Exercise objective:
Extract every line in the rows below that contains the word "reflection".

Data shown:
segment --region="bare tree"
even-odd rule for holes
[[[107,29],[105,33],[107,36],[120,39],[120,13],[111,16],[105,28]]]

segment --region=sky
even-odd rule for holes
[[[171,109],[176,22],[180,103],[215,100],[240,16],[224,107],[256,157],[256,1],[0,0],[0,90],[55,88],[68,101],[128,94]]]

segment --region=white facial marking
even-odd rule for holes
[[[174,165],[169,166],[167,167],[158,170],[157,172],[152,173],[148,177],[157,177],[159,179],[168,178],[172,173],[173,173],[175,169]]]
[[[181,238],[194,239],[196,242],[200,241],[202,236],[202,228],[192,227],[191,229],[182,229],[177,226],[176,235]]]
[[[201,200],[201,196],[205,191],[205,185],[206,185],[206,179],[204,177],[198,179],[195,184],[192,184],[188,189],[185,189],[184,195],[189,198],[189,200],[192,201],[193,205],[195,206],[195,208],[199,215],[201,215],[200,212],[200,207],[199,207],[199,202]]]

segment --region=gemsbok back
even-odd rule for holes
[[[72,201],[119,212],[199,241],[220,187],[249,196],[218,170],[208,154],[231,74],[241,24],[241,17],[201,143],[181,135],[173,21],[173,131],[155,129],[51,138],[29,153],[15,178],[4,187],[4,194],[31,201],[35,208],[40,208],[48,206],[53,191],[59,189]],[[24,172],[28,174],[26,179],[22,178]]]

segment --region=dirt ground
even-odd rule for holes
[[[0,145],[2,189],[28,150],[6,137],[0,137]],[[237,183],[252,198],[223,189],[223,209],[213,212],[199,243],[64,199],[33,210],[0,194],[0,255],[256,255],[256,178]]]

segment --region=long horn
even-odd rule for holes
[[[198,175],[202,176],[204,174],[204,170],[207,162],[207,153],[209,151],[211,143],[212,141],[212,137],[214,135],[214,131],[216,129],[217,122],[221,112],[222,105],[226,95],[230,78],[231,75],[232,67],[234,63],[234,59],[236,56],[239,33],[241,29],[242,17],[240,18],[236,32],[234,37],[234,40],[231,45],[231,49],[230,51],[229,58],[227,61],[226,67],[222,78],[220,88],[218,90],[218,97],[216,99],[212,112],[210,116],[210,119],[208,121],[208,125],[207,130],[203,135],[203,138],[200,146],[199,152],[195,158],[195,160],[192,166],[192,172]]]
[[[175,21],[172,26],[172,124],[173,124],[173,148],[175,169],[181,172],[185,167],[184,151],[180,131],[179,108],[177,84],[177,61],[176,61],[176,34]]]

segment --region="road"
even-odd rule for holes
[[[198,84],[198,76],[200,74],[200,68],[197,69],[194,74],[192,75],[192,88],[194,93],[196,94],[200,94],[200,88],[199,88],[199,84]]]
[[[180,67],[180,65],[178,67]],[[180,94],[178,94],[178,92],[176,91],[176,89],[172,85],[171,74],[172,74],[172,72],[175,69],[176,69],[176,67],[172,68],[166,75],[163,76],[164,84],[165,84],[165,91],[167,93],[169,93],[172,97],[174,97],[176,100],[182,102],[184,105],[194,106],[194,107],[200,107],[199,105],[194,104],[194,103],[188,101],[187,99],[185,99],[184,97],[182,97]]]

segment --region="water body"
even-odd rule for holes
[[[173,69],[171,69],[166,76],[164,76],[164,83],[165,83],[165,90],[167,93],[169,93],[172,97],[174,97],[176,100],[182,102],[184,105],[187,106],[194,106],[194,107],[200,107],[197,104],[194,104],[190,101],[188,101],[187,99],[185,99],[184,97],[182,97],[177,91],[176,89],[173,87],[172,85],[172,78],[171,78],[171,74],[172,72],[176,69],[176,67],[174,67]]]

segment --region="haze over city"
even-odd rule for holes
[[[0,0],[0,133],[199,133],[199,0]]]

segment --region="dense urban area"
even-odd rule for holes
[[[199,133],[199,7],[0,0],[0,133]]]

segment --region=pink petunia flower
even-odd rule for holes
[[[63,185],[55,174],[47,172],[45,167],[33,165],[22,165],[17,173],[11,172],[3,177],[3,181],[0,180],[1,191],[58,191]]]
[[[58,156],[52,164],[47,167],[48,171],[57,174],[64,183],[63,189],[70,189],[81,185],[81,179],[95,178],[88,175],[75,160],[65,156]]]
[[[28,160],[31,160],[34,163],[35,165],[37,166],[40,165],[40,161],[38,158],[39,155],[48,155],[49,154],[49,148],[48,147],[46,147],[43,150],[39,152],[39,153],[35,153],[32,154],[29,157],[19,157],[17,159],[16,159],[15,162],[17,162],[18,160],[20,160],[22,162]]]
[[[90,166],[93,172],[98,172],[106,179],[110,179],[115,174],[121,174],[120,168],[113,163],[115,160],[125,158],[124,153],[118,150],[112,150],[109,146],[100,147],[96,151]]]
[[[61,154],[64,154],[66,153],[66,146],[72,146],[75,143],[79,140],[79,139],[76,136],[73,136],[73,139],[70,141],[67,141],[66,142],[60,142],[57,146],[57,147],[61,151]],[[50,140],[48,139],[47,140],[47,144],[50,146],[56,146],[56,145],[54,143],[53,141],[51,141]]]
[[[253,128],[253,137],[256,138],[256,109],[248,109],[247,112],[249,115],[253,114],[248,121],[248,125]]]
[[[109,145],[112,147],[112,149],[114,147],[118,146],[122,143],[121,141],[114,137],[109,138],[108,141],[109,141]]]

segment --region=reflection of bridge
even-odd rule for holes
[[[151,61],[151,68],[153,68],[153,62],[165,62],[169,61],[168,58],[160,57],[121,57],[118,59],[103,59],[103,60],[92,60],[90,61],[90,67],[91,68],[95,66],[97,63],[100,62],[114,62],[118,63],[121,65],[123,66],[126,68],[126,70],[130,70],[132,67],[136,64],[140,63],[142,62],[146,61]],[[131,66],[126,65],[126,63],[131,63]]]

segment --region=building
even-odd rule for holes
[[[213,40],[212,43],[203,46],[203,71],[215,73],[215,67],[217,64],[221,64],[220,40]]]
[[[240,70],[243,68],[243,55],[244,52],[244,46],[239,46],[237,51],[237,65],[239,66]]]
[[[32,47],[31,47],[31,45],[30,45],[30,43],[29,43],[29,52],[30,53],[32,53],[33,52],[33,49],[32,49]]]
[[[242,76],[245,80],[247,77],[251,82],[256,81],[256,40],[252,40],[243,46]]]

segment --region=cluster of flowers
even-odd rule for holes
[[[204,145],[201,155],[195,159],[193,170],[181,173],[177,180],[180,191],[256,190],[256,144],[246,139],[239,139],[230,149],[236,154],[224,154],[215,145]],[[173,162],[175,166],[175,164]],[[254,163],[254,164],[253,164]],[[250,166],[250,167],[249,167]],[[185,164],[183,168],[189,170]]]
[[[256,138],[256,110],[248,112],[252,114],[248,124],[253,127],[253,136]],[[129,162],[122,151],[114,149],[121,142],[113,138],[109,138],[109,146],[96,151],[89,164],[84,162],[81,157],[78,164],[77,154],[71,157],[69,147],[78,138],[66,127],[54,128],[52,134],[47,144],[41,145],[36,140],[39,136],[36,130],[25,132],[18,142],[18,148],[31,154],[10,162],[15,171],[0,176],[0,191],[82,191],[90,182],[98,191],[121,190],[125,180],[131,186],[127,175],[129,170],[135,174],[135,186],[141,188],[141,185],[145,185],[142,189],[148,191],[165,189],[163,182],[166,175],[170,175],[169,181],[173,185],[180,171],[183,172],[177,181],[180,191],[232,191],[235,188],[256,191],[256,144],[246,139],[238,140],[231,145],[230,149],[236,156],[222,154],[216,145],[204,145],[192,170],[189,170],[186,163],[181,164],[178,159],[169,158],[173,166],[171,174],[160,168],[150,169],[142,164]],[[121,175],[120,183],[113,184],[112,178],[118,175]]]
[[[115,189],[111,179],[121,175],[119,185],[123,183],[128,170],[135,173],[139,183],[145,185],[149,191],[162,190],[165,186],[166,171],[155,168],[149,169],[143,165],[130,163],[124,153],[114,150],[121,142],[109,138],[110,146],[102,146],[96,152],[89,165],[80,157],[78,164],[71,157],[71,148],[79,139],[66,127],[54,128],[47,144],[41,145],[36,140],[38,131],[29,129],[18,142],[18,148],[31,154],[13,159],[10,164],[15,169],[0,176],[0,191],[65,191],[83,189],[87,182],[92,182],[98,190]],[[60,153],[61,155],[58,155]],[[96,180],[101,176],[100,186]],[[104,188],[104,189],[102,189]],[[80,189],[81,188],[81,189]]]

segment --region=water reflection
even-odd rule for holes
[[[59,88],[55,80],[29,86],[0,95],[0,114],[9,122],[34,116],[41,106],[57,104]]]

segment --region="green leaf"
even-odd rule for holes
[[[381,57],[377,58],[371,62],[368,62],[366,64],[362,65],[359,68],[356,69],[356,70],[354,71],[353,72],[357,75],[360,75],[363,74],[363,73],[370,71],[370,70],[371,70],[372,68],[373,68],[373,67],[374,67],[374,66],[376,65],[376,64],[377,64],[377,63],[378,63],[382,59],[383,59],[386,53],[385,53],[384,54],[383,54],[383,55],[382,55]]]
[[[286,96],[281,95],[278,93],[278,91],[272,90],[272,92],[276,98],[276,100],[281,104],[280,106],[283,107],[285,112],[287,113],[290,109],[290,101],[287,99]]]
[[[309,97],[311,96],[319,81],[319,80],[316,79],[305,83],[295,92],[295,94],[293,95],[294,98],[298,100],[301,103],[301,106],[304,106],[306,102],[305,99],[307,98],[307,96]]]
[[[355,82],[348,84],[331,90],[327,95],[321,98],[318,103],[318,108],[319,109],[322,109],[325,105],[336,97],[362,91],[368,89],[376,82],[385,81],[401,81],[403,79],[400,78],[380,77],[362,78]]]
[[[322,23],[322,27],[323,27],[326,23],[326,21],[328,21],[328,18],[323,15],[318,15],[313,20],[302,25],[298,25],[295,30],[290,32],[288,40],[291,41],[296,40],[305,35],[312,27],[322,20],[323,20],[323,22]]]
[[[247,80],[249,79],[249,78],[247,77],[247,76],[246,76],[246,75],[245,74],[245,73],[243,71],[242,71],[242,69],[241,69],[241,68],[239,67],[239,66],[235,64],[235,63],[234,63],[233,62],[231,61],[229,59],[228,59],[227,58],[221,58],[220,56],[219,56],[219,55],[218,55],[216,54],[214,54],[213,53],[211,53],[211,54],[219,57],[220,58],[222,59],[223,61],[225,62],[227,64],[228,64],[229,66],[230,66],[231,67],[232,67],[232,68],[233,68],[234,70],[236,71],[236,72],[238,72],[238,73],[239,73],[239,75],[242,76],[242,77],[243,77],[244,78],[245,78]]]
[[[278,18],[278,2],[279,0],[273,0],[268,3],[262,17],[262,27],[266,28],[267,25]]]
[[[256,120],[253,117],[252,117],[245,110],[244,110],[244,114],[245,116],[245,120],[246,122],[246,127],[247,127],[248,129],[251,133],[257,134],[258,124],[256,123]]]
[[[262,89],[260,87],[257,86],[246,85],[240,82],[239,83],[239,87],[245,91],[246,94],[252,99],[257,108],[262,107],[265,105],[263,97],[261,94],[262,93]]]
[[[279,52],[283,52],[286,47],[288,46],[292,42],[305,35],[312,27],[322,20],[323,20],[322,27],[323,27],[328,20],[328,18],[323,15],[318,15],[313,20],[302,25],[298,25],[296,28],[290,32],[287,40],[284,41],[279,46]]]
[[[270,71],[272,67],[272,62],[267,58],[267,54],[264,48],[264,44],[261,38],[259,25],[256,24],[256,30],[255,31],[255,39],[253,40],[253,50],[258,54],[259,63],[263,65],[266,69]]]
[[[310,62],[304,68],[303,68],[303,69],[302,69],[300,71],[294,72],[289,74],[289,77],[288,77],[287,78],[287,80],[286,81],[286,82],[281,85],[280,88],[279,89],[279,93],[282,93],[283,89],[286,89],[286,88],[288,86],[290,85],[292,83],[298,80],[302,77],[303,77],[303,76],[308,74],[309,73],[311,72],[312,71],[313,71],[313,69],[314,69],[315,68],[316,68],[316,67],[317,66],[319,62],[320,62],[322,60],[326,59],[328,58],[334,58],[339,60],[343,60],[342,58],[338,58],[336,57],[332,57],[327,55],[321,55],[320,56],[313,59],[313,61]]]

Expected answer:
segment --region=reflection of bridge
segment --region=water reflection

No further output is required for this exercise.